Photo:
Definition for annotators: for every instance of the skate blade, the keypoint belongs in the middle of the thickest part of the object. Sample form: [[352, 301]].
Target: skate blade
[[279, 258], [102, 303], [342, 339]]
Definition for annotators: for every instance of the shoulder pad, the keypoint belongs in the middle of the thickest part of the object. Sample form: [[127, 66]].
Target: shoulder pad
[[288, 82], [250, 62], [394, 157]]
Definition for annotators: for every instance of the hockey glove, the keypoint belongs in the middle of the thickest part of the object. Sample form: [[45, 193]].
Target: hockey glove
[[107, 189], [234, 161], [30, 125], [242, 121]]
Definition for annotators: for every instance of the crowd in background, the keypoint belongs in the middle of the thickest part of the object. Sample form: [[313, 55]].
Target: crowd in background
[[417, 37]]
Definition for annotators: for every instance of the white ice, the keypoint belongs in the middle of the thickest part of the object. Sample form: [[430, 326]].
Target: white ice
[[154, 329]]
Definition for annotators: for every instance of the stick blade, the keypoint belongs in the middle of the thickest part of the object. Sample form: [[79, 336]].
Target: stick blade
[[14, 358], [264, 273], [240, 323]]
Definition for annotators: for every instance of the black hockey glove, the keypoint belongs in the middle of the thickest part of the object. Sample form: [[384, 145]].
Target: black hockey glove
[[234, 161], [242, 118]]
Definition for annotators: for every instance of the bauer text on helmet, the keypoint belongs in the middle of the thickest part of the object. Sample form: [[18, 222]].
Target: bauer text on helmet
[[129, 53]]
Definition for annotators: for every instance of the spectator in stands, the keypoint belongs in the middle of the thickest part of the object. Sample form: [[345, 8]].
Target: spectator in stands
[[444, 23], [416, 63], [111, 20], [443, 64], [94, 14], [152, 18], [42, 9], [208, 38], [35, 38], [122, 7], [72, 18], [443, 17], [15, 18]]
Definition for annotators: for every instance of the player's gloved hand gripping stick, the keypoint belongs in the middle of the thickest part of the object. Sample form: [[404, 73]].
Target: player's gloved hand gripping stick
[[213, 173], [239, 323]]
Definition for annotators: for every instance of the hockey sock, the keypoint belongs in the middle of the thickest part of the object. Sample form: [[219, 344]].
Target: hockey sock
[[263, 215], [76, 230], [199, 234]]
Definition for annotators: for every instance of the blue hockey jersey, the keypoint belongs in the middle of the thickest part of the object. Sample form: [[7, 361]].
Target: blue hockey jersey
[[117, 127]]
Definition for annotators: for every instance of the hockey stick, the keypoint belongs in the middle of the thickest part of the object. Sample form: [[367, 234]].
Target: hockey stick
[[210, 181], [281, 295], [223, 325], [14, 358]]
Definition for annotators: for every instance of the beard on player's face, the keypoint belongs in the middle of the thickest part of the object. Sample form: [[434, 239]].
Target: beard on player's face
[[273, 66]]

Requirement:
Rewrite the records above, replacing "thickest part" with "widest part" wherever it occurs and leaving everything else unchanged.

Completed task:
Photo:
Definition for annotators: for every instance of the skate blade, the keypoint belongs in the middle of the widest part of the object. Sample form: [[352, 301]].
Target: skate blade
[[279, 258], [102, 303], [342, 339]]
Definition for annotators: for every instance of the shoulder pad, the keypoint belongs in the middle of the widest part of the object. Sample form: [[127, 66]].
Target: shoulder pad
[[288, 82], [250, 62], [394, 157]]
Definition for annotators: for every instance of the hockey glove, the keypoint belongs in the middle of the widest part of the object. Sample form: [[45, 193]].
Target: hockey glove
[[107, 189], [234, 161], [30, 125], [242, 121]]
Definition for annotators: for every instance of the crowd in background, the keypoint belongs in the middle of the widest part of the object. Sample form: [[313, 55]].
Target: crowd in background
[[417, 37]]
Definition for annotators: for every instance of the white ice, the keypoint belongs in the middle of the widest part of the object. Sample form: [[430, 326]].
Target: white ice
[[154, 329]]
Definition for annotators: for every instance of the stick blade, the keypoint belongs in the middle of the widest part of the object. Sample form: [[79, 336]].
Target: stick blade
[[14, 358], [264, 273], [240, 323]]
Definition for annotators: for every instance of the black hockey glove, the keypoint belongs in the middle of the widest part of the object. Sample form: [[384, 145]].
Target: black hockey glove
[[234, 161], [242, 118]]
Definition for annotators: for every instance of the bauer text on helmet, the keypoint belongs in the middle of the widest part of the object. Sample form: [[18, 222]].
Target: bauer text on helmet
[[129, 53]]
Definition for annotators: for every instance of the spectator in stands, the keypoint belongs in the middle of the widest part of the object. Sample form: [[345, 8]].
Target: spectator in stands
[[444, 23], [416, 63], [111, 20], [443, 64], [94, 14], [152, 18], [42, 9], [208, 38], [35, 38], [122, 7], [72, 18], [443, 17], [15, 18]]
Definition for annotators: for every instance of the player's gloved hand gripping stick, the keypoint belongs in the middle of the widest part of the object. Sample form: [[404, 73]].
Target: player's gloved hand gripping stick
[[213, 173], [239, 323]]
Definition for annotators: for every instance of the hockey sock, the keypoint belongs in the middle of the widest part of the object. Sample form: [[219, 344]].
Target: hockey sock
[[263, 215], [76, 230], [199, 234]]
Definition for annotators: for every instance of the blue hockey jersey, the keypoint belongs in the middle of the widest part of the object. Sample form: [[7, 361]].
Target: blue hockey jersey
[[117, 127]]
Definition for annotators: for every instance of the hockey stick, the keypoint belongs in the middle of the widest part of the object. Sample form: [[367, 234]].
Target: hockey stick
[[210, 181], [281, 295], [223, 325], [14, 358]]
Definition for annotators: for every instance of the beard on player's face, the keypoint belongs in the middle of the widest part of the object. Sample form: [[434, 239]].
Target: beard on player's face
[[273, 66]]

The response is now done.